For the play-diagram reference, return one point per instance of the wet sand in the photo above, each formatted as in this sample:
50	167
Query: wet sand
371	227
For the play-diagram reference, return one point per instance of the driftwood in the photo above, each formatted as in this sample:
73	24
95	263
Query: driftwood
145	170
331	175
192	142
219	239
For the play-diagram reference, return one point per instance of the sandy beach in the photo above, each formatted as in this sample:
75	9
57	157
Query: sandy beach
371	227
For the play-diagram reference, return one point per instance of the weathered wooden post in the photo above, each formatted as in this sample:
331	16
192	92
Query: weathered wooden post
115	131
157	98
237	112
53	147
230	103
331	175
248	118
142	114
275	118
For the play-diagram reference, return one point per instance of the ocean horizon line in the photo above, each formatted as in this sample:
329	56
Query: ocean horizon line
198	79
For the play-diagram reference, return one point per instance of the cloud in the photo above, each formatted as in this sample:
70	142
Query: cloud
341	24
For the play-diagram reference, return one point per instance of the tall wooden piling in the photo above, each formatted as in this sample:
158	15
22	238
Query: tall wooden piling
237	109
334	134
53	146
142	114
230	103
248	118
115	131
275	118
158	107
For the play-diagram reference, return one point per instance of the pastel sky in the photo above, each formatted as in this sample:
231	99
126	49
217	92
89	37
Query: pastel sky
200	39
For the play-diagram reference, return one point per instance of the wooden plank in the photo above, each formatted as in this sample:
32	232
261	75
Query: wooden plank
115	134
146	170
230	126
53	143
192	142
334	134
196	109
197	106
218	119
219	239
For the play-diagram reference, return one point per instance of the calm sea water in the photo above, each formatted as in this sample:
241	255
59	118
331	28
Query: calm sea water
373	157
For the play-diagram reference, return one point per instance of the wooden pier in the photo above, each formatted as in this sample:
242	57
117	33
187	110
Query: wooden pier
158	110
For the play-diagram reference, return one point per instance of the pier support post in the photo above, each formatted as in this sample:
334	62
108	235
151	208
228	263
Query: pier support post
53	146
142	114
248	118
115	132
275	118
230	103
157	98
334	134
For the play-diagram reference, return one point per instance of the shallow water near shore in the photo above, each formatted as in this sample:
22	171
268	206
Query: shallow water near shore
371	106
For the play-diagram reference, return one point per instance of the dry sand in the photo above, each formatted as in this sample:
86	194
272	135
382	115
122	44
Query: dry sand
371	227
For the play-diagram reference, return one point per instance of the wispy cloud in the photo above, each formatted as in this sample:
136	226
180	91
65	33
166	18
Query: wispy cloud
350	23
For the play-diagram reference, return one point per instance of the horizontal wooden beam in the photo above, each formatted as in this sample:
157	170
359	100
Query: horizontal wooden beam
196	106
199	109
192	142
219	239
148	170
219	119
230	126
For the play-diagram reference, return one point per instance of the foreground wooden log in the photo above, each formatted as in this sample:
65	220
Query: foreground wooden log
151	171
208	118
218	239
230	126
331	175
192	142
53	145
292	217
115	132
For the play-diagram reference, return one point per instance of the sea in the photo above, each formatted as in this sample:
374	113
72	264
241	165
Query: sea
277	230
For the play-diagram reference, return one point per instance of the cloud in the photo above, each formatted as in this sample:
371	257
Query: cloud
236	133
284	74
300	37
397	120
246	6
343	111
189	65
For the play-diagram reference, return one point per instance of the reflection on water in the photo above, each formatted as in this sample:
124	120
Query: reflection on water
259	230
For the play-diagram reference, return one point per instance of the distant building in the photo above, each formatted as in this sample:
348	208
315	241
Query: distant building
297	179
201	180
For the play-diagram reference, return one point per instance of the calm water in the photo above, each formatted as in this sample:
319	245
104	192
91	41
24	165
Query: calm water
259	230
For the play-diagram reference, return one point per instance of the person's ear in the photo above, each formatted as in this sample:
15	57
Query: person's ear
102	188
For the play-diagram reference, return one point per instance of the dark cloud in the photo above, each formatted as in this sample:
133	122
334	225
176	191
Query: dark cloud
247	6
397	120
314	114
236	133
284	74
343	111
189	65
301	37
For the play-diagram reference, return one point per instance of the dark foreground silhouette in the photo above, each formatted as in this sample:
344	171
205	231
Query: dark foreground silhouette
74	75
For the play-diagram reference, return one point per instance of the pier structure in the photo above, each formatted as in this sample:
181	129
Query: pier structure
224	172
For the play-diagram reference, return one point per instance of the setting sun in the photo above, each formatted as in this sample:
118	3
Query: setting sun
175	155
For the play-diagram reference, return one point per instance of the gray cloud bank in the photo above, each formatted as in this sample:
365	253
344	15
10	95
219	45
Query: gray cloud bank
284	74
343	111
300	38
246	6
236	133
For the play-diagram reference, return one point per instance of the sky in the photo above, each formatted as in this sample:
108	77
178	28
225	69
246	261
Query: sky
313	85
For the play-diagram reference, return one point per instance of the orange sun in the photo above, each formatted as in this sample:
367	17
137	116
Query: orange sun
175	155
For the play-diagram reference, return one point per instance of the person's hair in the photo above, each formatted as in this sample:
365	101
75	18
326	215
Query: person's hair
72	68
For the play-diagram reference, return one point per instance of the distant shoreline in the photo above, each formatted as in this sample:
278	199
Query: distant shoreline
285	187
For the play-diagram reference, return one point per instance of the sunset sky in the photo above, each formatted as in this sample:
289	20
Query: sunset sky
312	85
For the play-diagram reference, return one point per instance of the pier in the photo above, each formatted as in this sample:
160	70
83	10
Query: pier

EXERCISE OBJECTIVE:
Substitute "shoreline survey map" for each occurrence of "play-diagram reference" in all the entries above, leaving every other word, number, and line unchanged.

EXERCISE RESULT:
For the shoreline survey map, return one point per instance of the wet sand in the photo above, each formatted as in this sample:
50	167
Query: wet sand
371	227
For the shoreline survey map, return one point per instance of the driftwood in the photo above, each formatted as in this sample:
73	24
95	263
Query: driftwood
145	170
331	175
192	142
219	239
For the shoreline survey map, return one point per instance of the sandy beach in the photo above, each formatted as in this sample:
75	9
57	157
Query: sandy beach
371	227
For the shoreline survey map, return one point per instance of the weathered wooden post in the photo above, each formatted as in this sample:
331	16
192	92
Query: weathered wooden post
115	131
157	98
237	112
53	147
230	103
331	175
248	118
142	114
275	118
For the shoreline survey map, return one point per instance of the ocean horizon line in the photo above, each formatted as in this sample:
329	56
Query: ocean horizon line
198	79
For the shoreline survey map, return one point per instance of the cloud in the photo above, each formatted as in this sample:
70	142
Query: cloud
341	24
For the shoreline survey map, return one point per instance of the tall wooden piling in the photo above, each formatted as in this sample:
158	15
22	238
Query: tall wooden piling
237	109
334	134
53	146
142	114
230	103
248	118
115	131
275	118
158	107
For the shoreline survey map, return one point per instance of the pastel sky in the photo above, each formatted as in this sample:
231	99
126	49
217	92
89	37
Query: pastel sky
200	39
For the shoreline survey map, return one point per instance of the wooden plank in the photo above, each formatted as in this sample:
32	232
261	75
Query: wooden plank
115	134
146	170
230	126
53	143
192	142
334	134
196	109
197	106
218	119
219	239
For the shoreline survey map, return one point per instance of the calm sea water in the photo above, each formatted as in this sample:
241	255
59	118
331	28
Query: calm sea water
373	157
For the shoreline survey map, return one point per instance of the wooden pier in the photo above, each formatted as in this sample:
242	57
117	33
187	110
Query: wooden pier
158	110
For the shoreline survey map, return one point per instance of the pier support post in the photo above, each formatted as in this sample:
334	62
108	235
151	208
228	263
Query: pier support post
53	146
142	114
248	118
115	132
275	118
230	103
157	98
334	134
For the shoreline survey map, return one point per instance of the shallow water near shore in the photo above, each formatted as in this sample:
22	171
268	206
Query: shallow water near shore
371	106
For the shoreline survey map, return one point per instance of the dry sand in the photo above, each formatted as in this sample:
86	194
272	135
382	115
122	44
Query: dry sand
371	227
For the shoreline survey map, return one point per instance of the wispy cloud in the photo above, each formatted as in this sample:
136	226
180	91
65	33
166	18
Query: wispy cloud
350	23
For the shoreline survey map, return one point per instance of the horizontal wooden beam in the photo above, each formatted as in this sample:
157	170
359	100
Query: horizontal wooden beam
196	106
199	109
192	142
219	239
148	170
219	119
230	126
For the shoreline survey map, return one point per instance of the foreground wooden log in the photo above, each formatted as in this sample:
65	220
Query: foreground wooden log
151	171
208	118
218	239
230	126
331	175
192	142
53	145
292	217
115	132
For the shoreline survey map, return one point per instance of the sea in the photo above, each formatted as in this sample:
374	113
72	264
241	165
Query: sea
277	230
For the shoreline survey map, return one point per instance of the cloud in the photo above, each formatted as in this sample:
371	257
Query: cloud
236	133
284	74
300	37
397	120
246	6
343	111
189	65
For the shoreline survey map, return one point per instance of the reflection on water in the photo above, each formatted as in this sample:
124	120
Query: reflection on water
259	230
For the shoreline survey map, return one point per instance of the distant building in the photo above, each formatted as in this sample:
348	208
315	241
Query: distant building
297	179
201	180
For the shoreline survey map, return one point per instance of the calm water in the photo above, each formatted as in this sample:
319	245
104	192
91	41
24	165
Query: calm water
259	230
For the shoreline survey map, return one point per instance of the person's ear in the photo above, each formatted as in this sample:
15	57
Query: person's ear
102	188
For the shoreline survey map, return one point per instance of the dark cloud in the photo above, each formatted as in this sample:
133	122
334	225
176	191
Query: dark cloud
247	6
397	120
314	114
236	133
284	74
343	111
189	65
301	37
For the shoreline survey map, return one point per instance of the dark foreground silhouette in the photo above, each formatted as in this sample:
344	171
205	231
Query: dark foreground silhouette
74	75
For the shoreline survey map, return one point per instance of the pier structure in the photo above, each formatted as in this sample:
181	129
Query: pier structure
224	172
For the shoreline survey map, return one point per instance of the setting sun in the photo above, each formatted as in this sample:
118	3
Query: setting sun
175	155
For the shoreline survey map, return one point per instance of the gray cloud bank in the photo above, each formatted as in this sample:
365	253
344	15
10	95
219	45
Query: gray cloud bank
284	74
343	111
300	38
246	6
236	133
For the shoreline survey map, return one point per instance of the sky in the photo above, each formatted as in this sample:
108	77
178	28
225	69
246	261
Query: sky
313	85
For the shoreline survey map, return one point per instance of the orange sun in the photo above, each formatted as in this sample:
367	17
137	116
Query: orange sun
175	155
For the shoreline survey map, return one point per instance of the person's hair in the photo above, each formatted as in this sample:
365	101
75	18
326	215
Query: person's hair
72	68
For the shoreline survey map, return one point per instance of the distant shoreline in the photo above, each formatted as in this sample:
278	199
Query: distant shoreline
285	187
For the shoreline survey map, return one point per instance of the sunset sky in the photo above, each formatted as in this sample:
289	20
Query: sunset sky
312	85
For the shoreline survey map, return one point per instance of the pier in the photo above, each formatted as in this sample:
160	70
83	10
Query: pier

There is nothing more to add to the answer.